### What you will do
Pictures do not belong in your copy. Repeat all the other data exactly.

Lines of data
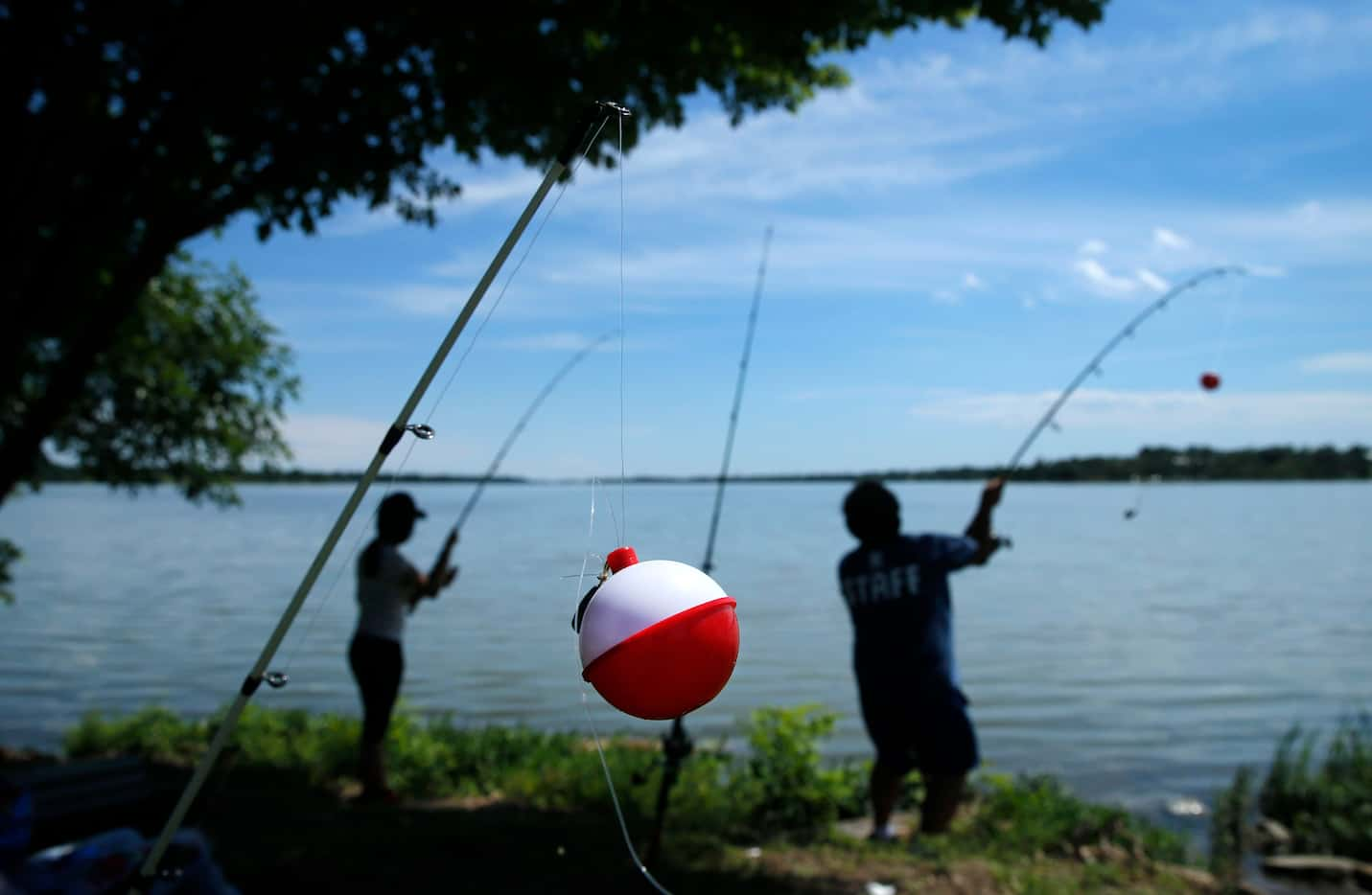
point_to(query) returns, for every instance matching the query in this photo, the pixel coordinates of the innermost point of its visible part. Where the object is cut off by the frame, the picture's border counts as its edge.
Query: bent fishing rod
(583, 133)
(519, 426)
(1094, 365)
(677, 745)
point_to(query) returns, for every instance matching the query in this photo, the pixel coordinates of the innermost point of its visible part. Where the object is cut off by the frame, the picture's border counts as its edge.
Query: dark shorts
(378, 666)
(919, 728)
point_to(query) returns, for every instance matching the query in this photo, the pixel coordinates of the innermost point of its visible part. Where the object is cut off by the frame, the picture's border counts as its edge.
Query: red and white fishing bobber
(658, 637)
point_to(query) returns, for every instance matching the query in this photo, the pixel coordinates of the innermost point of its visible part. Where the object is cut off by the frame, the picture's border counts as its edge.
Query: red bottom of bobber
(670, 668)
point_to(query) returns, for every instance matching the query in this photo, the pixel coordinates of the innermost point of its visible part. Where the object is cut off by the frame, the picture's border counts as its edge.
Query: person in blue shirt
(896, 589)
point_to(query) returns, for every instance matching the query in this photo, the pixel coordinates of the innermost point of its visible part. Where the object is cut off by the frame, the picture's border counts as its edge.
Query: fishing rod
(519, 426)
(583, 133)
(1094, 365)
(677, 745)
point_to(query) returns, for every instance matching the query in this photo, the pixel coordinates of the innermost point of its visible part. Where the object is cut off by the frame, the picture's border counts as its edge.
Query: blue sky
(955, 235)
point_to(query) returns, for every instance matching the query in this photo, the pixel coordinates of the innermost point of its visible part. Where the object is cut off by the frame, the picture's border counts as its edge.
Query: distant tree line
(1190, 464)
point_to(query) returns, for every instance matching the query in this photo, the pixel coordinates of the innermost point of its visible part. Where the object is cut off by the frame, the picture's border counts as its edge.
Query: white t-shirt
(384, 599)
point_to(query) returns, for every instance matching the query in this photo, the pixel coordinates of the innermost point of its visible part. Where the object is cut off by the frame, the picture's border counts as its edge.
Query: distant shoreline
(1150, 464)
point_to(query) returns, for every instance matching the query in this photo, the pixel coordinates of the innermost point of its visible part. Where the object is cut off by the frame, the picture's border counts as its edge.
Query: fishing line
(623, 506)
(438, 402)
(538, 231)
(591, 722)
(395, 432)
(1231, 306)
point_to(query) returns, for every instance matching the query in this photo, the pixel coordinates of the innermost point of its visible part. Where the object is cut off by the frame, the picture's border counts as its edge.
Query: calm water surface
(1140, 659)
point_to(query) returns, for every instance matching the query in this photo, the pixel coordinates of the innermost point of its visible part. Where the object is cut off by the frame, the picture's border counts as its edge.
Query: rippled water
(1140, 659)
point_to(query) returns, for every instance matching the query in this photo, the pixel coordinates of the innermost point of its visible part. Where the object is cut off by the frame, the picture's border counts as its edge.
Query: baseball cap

### Result
point_to(query) returns, for every instance matching the query in this photo, the pixel coordinates of the innermost point of its visible part. Where the object is cut off by the frame, the picture's border counts as its edge.
Query: bent fishing rod
(583, 133)
(519, 426)
(1094, 365)
(677, 745)
point_to(query) returns, for every instance matching the query in this photo, the pixel coordinates of the innermost point of its visible part. Where the object is cut off by the frame, the picture's border counts as its edge.
Query: dark shorts
(378, 666)
(919, 728)
point_to(query) returns, for every instance matching the query in this photo, the pixel coordinates of the innermost point of its visible part. Where the object is cut off by the frame, the picture's border counts as its edge.
Query: red and white fishing bobber
(658, 637)
point_to(query) returns, for every instance matching the query in this photo, the pixel coordinates of the innermost point of its visible part. Where the object is cut off by the frame, the picture's border counts as its edge.
Query: red bottom of bobber
(670, 668)
point_to(query) returns, for every instance matching the query in this photo, the pixel coordinates of the innermost point of its visible part. Where the object is cut off by the frame, the picture's border counts as its edge.
Query: person in blue shirt
(896, 589)
point_to(query) returns, for every instance matching the query in this photo, the pixel coordinates of the innermost point of its visible part. Where the object is cut off by the frame, the picture's border counts as its edge.
Query: fishing rod
(519, 426)
(583, 133)
(1094, 365)
(677, 745)
point_to(query) returns, for every instance matching the query in this photo, the pixel coordinates of the innermost point of its visible part. Where the object is cut off by the frame, the picture's border counts as its edge.
Query: blue sky
(955, 235)
point_to(query) returns, for every instance matching the query in this photo, the pixel coordinates of the innermost point of its visible part. Where the object is cut off by the frame, the picture's border counts as its edge.
Query: distant tree line
(1190, 464)
point_to(query) returns, for every instance matching the query in this photo, the pixel coordinates of the innermost point of its visible part. Where the object is cut off by the frame, the picture's border counts as its edge.
Query: white t-shirt
(384, 599)
point_to(query) returns, for every instance matching the query in this photo, the pixel coordinates of the innermost point of its visible part. Where the object is cut off by the frame, the picture's border counts as its edge.
Query: distant shoreline
(1150, 464)
point_to(query) returns, for every instance matching the query in this photo, the pixel coordinates of the innermost point of its visible part. Where the object is cut off by the frame, the picture's border counts as its edge.
Query: fishing line
(623, 506)
(438, 402)
(538, 231)
(591, 722)
(395, 432)
(1231, 306)
point_to(query) returns, for every instance matching the query in this photo, the pixel coordinates of the innermost point of its visible part. Where the object is cut off by the frame, the picture's border counts as its edge.
Query: calm water surface
(1140, 659)
point_to(query) returns, for every instance matching the query in this photo, the pixel coordinates of the innermost point of its visible part. Where the object is cut off by the frame, the picture's border counts as its edge.
Query: rippled water
(1140, 659)
point_to(query) returns, for every instance matching the query in this photo, the pixel coordinates of the innermost point of its visible part. Where the object is cut off by the frame, the picture's border counts as its edge.
Query: baseball cap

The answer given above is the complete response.